* _WHAT YOU WILL DO_: From the items below, copy out verbatim every line, starting with the line that contains "In the picture above, where can the truck front" and going on through the final line of the items.

-- START THE INPUT --

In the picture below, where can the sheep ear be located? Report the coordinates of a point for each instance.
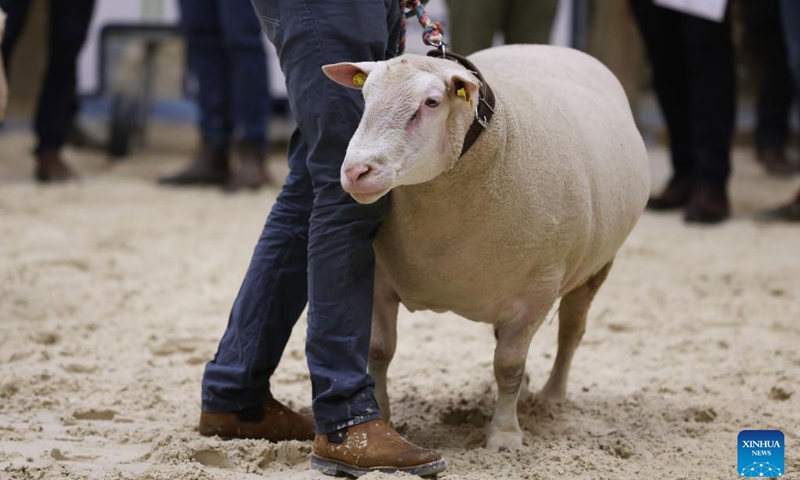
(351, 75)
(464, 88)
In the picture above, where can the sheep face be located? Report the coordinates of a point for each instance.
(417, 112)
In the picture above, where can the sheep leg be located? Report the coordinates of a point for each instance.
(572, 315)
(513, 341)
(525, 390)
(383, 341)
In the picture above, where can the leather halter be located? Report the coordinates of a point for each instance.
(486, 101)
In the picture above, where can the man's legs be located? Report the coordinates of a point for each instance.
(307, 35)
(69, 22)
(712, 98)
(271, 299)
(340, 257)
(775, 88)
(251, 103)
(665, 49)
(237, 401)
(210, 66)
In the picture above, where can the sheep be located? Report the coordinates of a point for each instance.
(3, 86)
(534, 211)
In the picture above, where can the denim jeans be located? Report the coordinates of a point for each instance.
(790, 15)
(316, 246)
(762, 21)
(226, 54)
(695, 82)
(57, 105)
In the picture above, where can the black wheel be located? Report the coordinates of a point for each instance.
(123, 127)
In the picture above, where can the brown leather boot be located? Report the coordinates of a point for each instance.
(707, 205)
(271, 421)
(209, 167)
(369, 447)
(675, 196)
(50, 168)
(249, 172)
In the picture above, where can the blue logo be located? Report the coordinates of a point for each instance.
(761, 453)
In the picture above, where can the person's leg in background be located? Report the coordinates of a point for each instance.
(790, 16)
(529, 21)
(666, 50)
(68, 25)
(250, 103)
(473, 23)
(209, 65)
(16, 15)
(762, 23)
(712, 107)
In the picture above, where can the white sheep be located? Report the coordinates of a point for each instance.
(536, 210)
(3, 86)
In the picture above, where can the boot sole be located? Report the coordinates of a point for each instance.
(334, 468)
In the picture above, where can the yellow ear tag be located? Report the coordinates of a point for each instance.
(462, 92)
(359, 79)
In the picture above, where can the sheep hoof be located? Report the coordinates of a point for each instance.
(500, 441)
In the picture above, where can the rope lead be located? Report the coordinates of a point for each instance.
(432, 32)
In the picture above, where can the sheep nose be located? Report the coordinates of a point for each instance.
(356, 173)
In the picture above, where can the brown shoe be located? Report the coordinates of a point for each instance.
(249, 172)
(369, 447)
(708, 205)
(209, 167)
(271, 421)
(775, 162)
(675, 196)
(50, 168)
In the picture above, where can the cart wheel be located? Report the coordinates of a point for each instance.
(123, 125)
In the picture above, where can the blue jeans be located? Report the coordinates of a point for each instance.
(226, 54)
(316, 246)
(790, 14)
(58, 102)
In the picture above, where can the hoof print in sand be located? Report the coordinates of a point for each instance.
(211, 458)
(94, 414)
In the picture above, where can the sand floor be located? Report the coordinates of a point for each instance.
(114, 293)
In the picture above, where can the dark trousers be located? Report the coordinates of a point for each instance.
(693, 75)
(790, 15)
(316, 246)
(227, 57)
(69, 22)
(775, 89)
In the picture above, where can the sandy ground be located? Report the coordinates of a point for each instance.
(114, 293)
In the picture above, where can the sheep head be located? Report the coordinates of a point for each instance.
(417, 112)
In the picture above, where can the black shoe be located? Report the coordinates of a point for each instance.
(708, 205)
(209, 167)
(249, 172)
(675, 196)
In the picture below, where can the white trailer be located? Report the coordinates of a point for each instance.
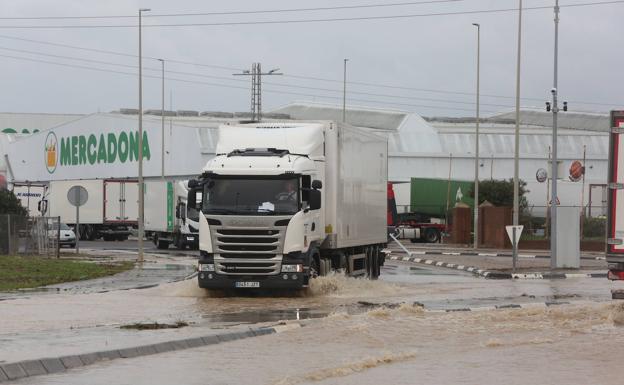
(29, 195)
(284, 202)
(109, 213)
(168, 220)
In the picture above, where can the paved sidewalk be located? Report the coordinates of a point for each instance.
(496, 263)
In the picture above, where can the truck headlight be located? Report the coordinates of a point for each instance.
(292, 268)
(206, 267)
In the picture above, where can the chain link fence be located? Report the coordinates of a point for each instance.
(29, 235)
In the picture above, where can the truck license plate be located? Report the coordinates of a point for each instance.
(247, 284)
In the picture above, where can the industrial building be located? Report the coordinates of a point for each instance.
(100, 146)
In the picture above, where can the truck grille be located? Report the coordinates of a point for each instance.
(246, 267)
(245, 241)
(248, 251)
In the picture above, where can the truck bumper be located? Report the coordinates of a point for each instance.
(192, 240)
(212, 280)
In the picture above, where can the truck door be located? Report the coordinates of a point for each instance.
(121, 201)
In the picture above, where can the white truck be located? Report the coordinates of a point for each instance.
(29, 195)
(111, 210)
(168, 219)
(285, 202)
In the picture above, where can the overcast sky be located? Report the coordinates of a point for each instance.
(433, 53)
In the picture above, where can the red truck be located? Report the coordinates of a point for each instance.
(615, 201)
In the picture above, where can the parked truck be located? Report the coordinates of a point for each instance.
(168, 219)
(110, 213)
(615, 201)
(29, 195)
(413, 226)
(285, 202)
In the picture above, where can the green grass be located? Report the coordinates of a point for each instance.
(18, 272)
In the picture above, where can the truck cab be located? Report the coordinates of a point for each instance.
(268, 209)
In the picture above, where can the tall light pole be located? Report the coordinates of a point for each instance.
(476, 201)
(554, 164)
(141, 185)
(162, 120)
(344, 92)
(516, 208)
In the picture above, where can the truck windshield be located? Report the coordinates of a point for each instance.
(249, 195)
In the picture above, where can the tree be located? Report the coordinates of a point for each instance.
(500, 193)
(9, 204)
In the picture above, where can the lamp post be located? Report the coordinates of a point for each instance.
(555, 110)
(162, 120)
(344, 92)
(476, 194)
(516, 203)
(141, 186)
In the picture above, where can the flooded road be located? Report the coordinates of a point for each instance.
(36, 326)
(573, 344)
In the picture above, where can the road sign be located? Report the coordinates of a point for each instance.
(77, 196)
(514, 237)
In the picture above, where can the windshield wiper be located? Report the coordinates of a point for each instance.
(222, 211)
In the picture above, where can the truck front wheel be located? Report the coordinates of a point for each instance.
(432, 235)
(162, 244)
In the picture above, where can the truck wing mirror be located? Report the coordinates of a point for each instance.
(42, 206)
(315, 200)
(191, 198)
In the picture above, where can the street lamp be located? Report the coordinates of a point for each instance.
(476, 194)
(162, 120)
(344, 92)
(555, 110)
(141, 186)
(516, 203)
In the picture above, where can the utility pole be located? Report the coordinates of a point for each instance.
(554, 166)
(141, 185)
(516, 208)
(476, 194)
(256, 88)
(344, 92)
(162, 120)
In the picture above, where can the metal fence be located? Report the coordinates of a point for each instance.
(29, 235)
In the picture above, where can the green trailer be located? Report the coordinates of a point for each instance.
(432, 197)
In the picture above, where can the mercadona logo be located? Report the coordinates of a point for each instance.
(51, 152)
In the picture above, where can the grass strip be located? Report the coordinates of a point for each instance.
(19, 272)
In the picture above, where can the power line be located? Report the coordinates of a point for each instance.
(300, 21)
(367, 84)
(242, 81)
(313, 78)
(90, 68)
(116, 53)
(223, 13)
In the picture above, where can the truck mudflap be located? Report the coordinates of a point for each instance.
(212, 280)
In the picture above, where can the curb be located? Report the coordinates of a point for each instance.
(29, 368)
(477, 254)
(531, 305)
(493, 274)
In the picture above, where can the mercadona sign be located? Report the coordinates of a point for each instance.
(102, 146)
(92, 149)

-- END THE INPUT --

* _RESPONSE TO THIS TASK_:
In the picture above, where can the truck front wheel be located? Report the coordinates of a point for each instance.
(432, 235)
(162, 244)
In the picture above, where can the truck wing mirror be located? Report the coordinates of a point for each instance.
(42, 206)
(315, 200)
(191, 198)
In the picture above, where can the street lamp be located? Report the coordinates of a point for each instance.
(476, 194)
(162, 120)
(344, 92)
(555, 110)
(141, 186)
(516, 203)
In the picture above, where can the utility pole be located? Report the coordinates of a point for each instance.
(554, 166)
(141, 185)
(516, 208)
(476, 194)
(256, 88)
(344, 92)
(162, 120)
In the picture above, where can the metal fence be located? Report the coordinates of a point for each instance.
(29, 235)
In the picture above, where can the green trailer be located? Report the coordinates of a point for each instance.
(432, 197)
In the picture above, where can the mercadona logo be located? Report the coordinates of a point for each instance.
(51, 152)
In the picture above, where can the grass strip be located? Report the coordinates of a point for each instance.
(19, 272)
In the picture above, where can the power line be located? Report the coordinates of a point for each instance.
(300, 21)
(367, 84)
(242, 81)
(313, 78)
(90, 68)
(116, 53)
(223, 13)
In the picture above, where can the truck mudflap be located? Report the coordinates of a point for each instance.
(212, 280)
In the picture above, where can the curb be located? Report the coordinates of a point for each instance.
(29, 368)
(477, 254)
(531, 305)
(493, 274)
In the picture above, where can the mercadona sign be located? Report the coordinates of a point for each instance.
(102, 146)
(92, 149)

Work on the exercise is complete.